## Set task 1
What annual yield does the text on Greek bank recapitalizations propose for preferred shares given in exchange for the money?
## Set task 2
Substitute "paper certificate" for "white certificate" in the records, starting with the line that contains "Annotation guideline — the target class is white certificate." and going on through the line that contains "600;229;638;261". Give back only those lines, with everything else unchanged.

## Supplied text
Παρασκευή 24 Φεβρουαρίου 2012

Greek Bank Recapitalizations: Moral hazards and economic opportunities


Bail out? Yes. But with taxpayers money secured and a rise  in household disposable income.

Here is my view :


The Greek Parliament is set to approve the recapitalization plan for Greek banks, within the following days. The form of the recapitalization is not yet disclosed but according to the preliminary plans some Euro 50bn are set aside for this purpose.


The recapitalization has been put into place in order to support the banking system following the write down of the Hellenic Republic bonds that most of the bank’s hold in their portfolios. The purpose is to ensure the existence of banks within the economy. Without them as financial intermediaries, institutions that transform deposits into loans, the economy cannot function. 


Of course, every time the State proceeds with the recapitalization of private banks , a huge debate on the morality of such an action arises and public debates hit new highs. 


Common sense dictates that banks are private institutions, so when private institutions screw up, there is no reason for taxpayers to contribute to the bill. 

This is a statement that seems hard to object to. It’s perfectly sound.  No argument can stand against it.  And in principal I agree. In private enterprises, the State has no reason to spend a penny for their survival. Taxpayers money is sacred and above all.


So In a situation of a potential bank failure, what is the best solution in order to protect taxpayers money? And my answer is “bank recapitalizations by the State”. It may sound an oxymoron, but allow me to explain.


The recapitalization of banks will secure the deposit base of  citizens. Without it, banks will collapse and, what people will gain from not contributing for their  bail- out will be wiped out as the deposits of the citizens  will be in peril. Moreover, it will result in the absolute absence of credit for some months, leading to company closures and lay offs. The result being a huge spike in unemployment and a severe drop in social security contributions as well as a huge reduction in tax revenues for the state. 


I am not trying to pose a dilemma. On the contrary. I argue that if recapitalizations are done properly, then banks will survive and the economy will be able to function, taxpayers bail out money can be recovered with a PROFIT and disposable incomes for troubled small enterprises and households can rise.  Higher disposable incomes will mean more consumption and growth. How can this be achieved?


As discussed, the EU has put in place a bailout fund of around EUR 50 bn . According to the latest estimates, some Eur 35-40bn will be needed to bail out the banks, as a result of their losses from Greek Bonds. 


I would argue that since a recapitalization takes place, it should be done at full force.  We should put in use that EUR 10-15bn that is “left” from the Bailout Fund. So, in practical terms, the  State should use the whole facility to recapitalize banks, giving the money in return for common shares or preferred shares with a 10% annual yield.

## Supplied records
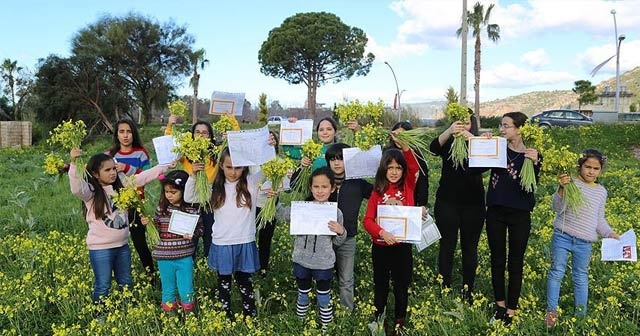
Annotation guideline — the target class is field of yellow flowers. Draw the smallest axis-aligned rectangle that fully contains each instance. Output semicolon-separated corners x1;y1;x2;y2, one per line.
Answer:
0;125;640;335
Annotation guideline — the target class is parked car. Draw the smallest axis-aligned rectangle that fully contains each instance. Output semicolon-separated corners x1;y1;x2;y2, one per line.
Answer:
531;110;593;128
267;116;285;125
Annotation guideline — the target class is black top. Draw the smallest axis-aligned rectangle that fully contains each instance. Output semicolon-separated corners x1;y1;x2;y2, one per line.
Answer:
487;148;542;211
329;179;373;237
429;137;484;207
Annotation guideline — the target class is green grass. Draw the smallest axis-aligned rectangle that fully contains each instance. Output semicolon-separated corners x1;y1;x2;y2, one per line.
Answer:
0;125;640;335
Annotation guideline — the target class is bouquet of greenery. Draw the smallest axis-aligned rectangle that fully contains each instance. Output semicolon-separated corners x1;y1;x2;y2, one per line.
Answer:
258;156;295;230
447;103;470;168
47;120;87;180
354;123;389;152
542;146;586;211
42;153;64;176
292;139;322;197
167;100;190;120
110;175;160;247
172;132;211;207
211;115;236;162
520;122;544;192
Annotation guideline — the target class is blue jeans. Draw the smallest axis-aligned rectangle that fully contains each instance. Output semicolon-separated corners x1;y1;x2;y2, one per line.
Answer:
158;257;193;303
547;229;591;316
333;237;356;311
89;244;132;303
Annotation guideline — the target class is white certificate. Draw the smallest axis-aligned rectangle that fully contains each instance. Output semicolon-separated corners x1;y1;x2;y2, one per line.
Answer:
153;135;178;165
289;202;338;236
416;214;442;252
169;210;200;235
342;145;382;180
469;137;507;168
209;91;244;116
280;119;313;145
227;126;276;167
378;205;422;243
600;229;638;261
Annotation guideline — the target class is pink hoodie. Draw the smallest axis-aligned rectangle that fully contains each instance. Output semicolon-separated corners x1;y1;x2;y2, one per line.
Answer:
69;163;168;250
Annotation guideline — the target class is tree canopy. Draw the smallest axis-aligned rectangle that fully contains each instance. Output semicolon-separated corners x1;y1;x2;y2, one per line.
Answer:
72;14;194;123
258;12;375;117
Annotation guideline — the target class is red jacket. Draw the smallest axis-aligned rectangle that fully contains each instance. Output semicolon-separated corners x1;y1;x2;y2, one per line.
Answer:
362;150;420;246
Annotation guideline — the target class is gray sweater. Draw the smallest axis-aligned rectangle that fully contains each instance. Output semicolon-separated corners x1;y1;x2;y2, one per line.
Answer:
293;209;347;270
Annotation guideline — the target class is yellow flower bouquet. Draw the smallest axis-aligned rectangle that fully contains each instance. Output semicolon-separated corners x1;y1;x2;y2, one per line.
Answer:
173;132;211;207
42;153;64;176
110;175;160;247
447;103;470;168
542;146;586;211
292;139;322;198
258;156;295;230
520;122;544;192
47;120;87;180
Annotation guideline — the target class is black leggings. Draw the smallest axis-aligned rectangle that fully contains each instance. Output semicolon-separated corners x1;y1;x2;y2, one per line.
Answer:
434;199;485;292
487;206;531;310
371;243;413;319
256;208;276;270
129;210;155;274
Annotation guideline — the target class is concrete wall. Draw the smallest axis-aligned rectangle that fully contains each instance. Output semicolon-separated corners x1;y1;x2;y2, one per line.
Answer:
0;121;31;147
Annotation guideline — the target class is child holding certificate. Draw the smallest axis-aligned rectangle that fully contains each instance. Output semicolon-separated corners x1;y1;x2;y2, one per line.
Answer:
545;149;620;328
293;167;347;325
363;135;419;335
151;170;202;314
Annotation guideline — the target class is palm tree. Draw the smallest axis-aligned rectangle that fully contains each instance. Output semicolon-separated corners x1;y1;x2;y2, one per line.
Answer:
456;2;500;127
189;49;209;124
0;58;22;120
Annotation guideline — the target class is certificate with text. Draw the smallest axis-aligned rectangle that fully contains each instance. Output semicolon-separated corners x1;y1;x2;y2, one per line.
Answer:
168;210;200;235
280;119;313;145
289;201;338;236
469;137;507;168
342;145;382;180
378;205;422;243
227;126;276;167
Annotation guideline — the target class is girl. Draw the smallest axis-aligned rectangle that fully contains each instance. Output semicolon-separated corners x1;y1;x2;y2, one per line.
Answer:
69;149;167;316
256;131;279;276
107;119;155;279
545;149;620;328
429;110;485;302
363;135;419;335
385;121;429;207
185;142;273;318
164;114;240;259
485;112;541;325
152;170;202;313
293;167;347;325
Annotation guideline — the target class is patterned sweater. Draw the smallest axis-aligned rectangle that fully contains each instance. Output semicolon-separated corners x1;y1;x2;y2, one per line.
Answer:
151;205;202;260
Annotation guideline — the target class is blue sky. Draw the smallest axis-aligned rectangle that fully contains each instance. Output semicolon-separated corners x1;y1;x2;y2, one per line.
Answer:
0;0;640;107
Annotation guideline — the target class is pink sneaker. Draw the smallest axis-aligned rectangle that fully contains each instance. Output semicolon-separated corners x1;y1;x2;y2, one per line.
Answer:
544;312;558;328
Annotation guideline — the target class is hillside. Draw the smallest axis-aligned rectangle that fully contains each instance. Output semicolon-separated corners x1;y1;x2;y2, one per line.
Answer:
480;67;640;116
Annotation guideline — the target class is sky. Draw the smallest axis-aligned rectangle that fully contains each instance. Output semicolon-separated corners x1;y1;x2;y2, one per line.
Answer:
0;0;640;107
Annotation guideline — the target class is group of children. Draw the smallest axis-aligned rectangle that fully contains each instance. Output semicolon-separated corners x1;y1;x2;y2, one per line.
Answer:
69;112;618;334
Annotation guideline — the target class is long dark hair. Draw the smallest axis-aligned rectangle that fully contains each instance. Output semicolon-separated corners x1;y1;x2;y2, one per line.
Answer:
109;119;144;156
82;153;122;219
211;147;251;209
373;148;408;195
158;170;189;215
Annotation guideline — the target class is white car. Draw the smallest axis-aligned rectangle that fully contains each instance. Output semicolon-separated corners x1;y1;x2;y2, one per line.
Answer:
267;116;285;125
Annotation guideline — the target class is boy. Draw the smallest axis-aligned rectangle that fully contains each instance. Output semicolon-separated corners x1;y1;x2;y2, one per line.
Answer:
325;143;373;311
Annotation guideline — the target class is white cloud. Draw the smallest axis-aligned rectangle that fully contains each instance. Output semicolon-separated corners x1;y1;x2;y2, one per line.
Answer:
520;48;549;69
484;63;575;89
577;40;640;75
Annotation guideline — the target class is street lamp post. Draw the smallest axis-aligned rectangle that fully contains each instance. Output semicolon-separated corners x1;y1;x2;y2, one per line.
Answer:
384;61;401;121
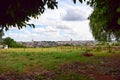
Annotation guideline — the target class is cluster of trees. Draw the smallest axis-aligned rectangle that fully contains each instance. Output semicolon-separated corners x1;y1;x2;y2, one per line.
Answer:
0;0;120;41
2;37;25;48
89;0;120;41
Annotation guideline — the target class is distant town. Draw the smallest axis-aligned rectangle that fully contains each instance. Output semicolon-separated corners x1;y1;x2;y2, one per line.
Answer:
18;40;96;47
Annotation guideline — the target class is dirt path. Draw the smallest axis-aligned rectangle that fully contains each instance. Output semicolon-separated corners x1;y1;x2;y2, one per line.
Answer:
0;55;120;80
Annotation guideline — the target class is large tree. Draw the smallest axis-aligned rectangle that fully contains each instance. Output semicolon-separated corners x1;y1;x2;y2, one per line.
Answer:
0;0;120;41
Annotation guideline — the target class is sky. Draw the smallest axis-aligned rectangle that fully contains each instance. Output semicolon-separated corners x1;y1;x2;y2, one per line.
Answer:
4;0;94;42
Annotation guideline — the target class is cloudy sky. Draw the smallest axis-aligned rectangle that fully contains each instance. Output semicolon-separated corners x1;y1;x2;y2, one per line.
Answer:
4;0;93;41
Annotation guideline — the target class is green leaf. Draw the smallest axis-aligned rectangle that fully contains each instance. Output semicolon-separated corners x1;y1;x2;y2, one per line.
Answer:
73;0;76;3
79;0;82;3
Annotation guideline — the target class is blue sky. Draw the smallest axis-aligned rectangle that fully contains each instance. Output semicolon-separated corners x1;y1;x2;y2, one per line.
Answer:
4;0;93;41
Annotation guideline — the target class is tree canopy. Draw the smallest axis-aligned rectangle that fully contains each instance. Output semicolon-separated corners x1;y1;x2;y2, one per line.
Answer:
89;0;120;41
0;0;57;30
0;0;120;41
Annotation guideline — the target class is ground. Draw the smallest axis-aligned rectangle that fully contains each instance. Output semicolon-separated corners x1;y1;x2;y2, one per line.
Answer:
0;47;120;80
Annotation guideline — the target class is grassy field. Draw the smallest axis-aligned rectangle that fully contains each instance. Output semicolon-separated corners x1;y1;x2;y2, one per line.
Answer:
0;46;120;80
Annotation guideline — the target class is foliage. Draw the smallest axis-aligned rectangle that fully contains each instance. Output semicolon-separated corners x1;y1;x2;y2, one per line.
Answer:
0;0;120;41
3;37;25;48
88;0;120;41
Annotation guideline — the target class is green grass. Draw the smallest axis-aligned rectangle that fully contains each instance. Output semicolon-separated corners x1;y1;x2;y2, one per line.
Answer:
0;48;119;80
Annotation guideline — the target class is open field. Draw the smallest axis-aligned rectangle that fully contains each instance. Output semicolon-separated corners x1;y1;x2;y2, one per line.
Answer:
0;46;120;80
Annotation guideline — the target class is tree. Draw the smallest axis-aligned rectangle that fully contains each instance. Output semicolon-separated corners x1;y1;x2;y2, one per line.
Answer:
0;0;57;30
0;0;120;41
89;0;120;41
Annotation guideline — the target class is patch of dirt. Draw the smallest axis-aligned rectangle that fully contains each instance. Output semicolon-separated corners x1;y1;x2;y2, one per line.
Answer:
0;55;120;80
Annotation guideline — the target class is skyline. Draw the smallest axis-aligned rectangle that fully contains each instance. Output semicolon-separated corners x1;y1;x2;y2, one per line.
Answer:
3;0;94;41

==

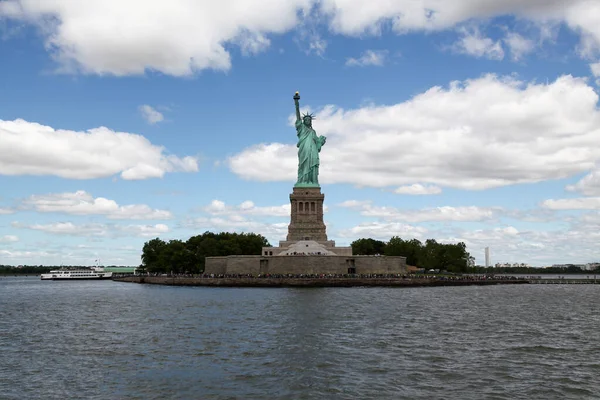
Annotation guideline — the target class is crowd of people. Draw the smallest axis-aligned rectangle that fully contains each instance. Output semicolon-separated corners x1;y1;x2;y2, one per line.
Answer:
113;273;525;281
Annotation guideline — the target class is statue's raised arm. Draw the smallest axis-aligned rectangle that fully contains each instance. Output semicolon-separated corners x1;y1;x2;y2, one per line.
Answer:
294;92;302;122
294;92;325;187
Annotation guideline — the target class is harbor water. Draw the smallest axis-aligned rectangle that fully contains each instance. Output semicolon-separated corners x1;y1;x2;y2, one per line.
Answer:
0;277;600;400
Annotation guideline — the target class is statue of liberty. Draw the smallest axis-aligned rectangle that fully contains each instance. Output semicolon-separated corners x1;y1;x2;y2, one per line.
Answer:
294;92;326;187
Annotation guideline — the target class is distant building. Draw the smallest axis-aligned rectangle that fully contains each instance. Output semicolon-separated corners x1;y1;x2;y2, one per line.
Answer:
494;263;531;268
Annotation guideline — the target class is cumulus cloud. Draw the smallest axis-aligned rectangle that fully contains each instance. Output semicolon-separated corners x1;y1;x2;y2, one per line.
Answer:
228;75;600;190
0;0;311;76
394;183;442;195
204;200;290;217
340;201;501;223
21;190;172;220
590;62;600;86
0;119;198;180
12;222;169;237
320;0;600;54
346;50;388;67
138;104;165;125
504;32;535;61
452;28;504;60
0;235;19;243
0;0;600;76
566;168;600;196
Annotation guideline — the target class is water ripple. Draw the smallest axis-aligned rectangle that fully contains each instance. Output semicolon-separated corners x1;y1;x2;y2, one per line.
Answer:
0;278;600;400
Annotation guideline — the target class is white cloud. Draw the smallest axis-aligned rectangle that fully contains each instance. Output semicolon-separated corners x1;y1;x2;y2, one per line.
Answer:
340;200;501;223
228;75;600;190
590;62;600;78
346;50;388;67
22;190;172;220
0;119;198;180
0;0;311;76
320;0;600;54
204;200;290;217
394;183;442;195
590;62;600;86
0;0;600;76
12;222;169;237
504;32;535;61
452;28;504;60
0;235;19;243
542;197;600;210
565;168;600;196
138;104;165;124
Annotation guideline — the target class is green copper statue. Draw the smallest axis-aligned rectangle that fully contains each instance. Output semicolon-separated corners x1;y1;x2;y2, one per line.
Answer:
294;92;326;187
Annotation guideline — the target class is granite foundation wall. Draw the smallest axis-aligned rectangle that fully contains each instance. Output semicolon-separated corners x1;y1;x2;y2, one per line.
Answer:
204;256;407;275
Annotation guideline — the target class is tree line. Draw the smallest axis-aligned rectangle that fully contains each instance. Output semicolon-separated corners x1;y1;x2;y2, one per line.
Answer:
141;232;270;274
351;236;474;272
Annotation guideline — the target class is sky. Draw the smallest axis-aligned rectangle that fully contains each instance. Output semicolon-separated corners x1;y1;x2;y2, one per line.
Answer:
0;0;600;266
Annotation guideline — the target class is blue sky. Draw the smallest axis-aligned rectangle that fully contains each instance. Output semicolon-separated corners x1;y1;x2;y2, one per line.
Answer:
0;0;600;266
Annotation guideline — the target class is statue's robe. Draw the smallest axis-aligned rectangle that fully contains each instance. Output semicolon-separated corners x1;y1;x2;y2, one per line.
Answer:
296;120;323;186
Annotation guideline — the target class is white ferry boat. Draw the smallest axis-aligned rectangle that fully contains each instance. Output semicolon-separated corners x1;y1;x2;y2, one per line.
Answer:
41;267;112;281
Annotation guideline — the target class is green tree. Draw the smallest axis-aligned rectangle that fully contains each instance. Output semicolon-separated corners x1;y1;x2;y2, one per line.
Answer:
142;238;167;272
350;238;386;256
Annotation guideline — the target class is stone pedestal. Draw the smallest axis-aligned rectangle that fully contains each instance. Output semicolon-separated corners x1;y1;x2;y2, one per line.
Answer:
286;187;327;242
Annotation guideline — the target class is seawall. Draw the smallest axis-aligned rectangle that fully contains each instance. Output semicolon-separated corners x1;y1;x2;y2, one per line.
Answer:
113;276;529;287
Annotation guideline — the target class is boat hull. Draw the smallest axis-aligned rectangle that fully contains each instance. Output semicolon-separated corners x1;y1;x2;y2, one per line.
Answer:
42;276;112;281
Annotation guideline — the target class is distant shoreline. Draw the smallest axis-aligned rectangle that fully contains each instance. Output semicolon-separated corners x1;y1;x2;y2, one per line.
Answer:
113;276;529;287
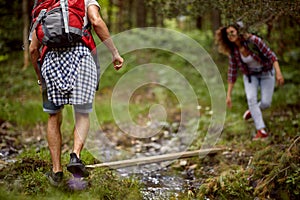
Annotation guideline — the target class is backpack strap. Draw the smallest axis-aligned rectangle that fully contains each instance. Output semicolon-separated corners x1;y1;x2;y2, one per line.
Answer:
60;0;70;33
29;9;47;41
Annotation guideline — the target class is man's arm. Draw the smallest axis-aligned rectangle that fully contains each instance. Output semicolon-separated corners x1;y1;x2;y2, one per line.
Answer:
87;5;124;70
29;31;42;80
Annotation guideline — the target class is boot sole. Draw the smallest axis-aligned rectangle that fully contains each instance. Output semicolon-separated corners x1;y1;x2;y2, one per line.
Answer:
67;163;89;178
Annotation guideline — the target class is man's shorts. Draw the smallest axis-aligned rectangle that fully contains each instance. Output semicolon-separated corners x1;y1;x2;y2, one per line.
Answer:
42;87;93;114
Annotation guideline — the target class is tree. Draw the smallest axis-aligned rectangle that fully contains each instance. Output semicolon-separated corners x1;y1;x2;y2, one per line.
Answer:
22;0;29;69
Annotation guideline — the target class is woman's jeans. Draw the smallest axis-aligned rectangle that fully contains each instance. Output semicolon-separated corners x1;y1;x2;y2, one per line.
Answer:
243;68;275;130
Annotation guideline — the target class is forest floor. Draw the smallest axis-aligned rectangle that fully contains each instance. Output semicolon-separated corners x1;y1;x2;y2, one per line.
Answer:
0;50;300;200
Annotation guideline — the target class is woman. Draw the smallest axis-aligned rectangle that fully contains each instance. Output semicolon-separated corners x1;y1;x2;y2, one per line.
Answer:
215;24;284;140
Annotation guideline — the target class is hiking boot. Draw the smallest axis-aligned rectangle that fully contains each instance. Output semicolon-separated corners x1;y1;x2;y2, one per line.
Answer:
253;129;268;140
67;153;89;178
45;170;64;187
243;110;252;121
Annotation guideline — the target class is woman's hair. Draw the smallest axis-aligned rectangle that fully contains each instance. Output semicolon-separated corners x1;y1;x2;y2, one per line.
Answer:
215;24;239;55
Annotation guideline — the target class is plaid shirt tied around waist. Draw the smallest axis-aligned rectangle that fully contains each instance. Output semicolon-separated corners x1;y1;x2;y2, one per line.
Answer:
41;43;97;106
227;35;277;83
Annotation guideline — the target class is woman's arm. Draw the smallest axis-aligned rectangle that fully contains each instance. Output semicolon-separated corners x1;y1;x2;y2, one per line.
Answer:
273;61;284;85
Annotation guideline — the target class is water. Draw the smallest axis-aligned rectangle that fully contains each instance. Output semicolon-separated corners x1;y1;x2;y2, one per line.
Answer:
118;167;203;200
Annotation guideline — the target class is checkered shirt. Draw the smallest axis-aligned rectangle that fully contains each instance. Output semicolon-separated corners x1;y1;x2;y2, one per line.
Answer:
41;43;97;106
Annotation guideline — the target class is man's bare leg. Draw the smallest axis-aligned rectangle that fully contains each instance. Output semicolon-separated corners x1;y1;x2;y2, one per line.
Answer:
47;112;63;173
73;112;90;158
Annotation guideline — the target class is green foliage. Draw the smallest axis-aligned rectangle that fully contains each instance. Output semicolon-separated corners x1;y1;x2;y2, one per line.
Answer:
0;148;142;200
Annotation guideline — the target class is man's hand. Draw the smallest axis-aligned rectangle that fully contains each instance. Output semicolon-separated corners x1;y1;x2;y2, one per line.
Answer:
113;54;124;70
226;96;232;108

## Finished answer 1
A 10% annual yield.

## Finished answer 2
Annotation guideline — the target class is paper certificate. Draw the smallest axis-aligned rectangle that fully contains each instance. Output semicolon-separated corners x1;y1;x2;y2, one per line.
Answer:
153;135;178;165
289;202;338;236
416;214;442;252
169;210;200;235
342;145;382;180
469;137;507;168
209;91;244;116
280;119;313;145
227;126;276;167
378;205;422;243
600;229;638;261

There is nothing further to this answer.